Balancing priorities as a land manager
“Scotland has a history of innovation, of making bold decisions that move the world forward. Talking to people in the land sector today, they want to make things happen, to manage land in an environmentally friendly manner. Coaching can help support them to do that.” – Landscape Leadership coach Emma Cooper
The coaching sector has rapidly expanded over the last 20-30 years, but in the rural sphere it’s still less common for land managers to seek out coaching to support them in meeting their goals.
Our last Landscape Leadership session in Loch Lomond on March 17-18 focused on prioritising landscape goals. It became increasingly clear throughout the session how valuable it was to have programme coach, Emma Cooper, ask the right questions, offer tools, and act as a sounding board for ideas.
Here Emma tells us how coaching can help you as a land manager to prioritise your landscape goals.
Why is coaching so important to the land sector?
“In the land sector in particular, people are making really big decisions,” Emma says. “These are bound by history and culture, and are also often long-term decisions that will have an impact not just on their organisation, estate or business, but on everyone who lives in the world, because of the impact on climate and nature.
“So it’s important for those making these decisions to be the best leaders they can be.”
Picture: Emma Cooper at work. CREDIT: Andy Buchanan
“There’s also an issue in the land sector about being quite isolated. Coaching offers someone to talk to, to debate things with, and to act as a sounding board – but a really constructive sounding board that can give you the kind of feedback you need, and ask really meaningful questions.
“That helps you to think in a different way, to challenge your own perceptions, and to identify different solutions. It considers self-reflection to be an important way of developing.
“It gives you time out to consider how you want to be acting, and how you want to prioritise your goals.”
How can coaching help leaders in the rural sector?
“Rural leaders come to coaching with a whole range of topics they want to discuss. Sometimes these are around very practical issues, such as how do I increase visitor numbers, or how do I decide what to do on which parts of land?

▶ Raw records
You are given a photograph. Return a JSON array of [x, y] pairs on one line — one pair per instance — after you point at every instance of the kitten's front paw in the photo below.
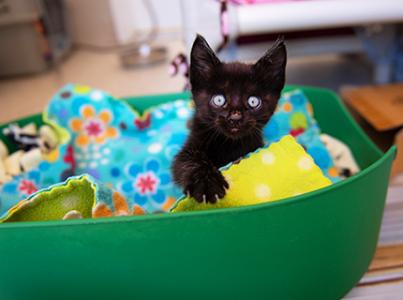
[[207, 186]]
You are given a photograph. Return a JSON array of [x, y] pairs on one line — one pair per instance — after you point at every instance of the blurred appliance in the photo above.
[[33, 35], [310, 27]]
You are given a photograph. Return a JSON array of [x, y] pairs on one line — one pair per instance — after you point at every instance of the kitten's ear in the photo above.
[[270, 68], [202, 61]]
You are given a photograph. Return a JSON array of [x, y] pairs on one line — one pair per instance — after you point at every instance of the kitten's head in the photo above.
[[236, 99]]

▶ What to work on
**A.** Rewrite the paragraph beginning "Our last Landscape Leadership session" from the text on coaching for land managers in two shorter sentences, keeping its main facts.
**B.** According to the text on coaching for land managers, what did Emma Cooper do during the Loch Lomond session that proved valuable? List each action.
**C.** In the text on coaching for land managers, where and when was the last Landscape Leadership session held?

▶ The responses
**A.** The most recent Landscape Leadership session, held in Loch Lomond on March 17-18, focused on prioritizing landscape goals. It showed how valuable program coach Emma Cooper was in asking the right questions, offering tools, and acting as a sounding board for ideas.

**B.**
- Asked the right questions
- Offered tools
- Acted as a sounding board for ideas

**C.** In Loch Lomond on March 17-18.